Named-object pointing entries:
========================================
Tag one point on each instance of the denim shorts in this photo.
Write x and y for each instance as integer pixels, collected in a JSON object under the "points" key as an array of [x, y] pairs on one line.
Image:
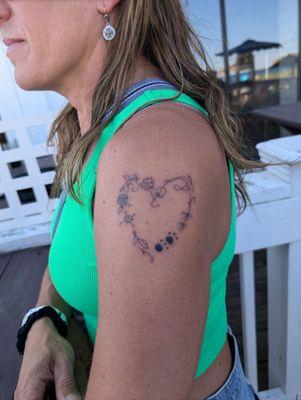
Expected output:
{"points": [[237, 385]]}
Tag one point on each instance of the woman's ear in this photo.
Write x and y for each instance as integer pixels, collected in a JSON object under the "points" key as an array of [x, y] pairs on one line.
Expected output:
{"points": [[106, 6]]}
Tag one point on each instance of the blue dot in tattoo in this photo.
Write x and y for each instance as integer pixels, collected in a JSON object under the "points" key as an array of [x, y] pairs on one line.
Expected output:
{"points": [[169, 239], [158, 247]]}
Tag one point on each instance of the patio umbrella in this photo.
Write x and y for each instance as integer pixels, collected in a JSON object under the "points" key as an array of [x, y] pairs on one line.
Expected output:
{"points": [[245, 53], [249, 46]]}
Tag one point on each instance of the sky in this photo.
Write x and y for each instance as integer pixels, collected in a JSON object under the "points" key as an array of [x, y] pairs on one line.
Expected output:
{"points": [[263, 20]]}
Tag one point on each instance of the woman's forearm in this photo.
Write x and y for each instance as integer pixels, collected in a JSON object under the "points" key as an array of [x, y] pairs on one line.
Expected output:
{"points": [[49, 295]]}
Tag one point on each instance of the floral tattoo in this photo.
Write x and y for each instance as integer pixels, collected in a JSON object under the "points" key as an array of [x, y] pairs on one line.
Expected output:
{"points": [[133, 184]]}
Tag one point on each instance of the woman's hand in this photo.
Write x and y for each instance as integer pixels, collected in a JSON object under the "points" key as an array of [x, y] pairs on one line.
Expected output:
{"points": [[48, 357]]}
========================================
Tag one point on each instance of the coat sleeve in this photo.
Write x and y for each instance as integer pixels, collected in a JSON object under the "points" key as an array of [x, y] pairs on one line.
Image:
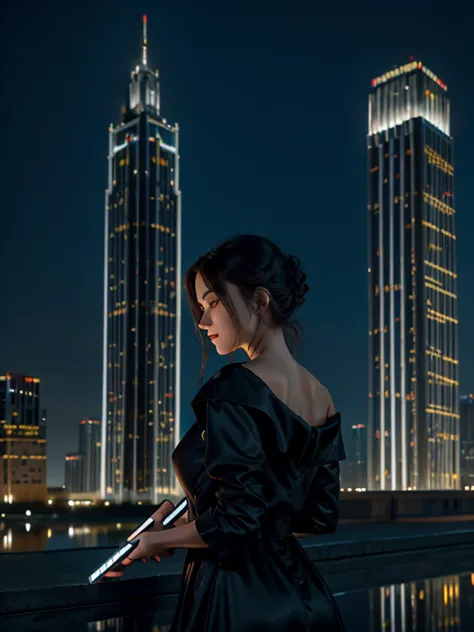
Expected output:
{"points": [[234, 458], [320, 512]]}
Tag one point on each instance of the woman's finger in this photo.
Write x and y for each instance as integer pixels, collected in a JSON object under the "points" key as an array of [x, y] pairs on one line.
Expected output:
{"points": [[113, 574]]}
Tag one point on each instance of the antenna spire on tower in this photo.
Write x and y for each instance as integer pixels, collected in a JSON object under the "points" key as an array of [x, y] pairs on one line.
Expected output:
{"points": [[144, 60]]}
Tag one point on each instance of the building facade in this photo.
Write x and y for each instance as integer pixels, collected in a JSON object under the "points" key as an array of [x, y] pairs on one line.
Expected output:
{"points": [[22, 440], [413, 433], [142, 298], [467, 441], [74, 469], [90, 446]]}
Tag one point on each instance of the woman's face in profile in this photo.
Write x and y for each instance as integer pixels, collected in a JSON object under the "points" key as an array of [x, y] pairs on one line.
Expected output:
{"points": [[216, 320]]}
========================================
What to do:
Pick out every line of the entries above that contains the string "tattoo", treating the match as case-sensitive.

Solution to this exercise:
Tag one point on each instance of the blue dot in tattoo in this photo.
Tag one point on each instance of the floral tattoo in this photo.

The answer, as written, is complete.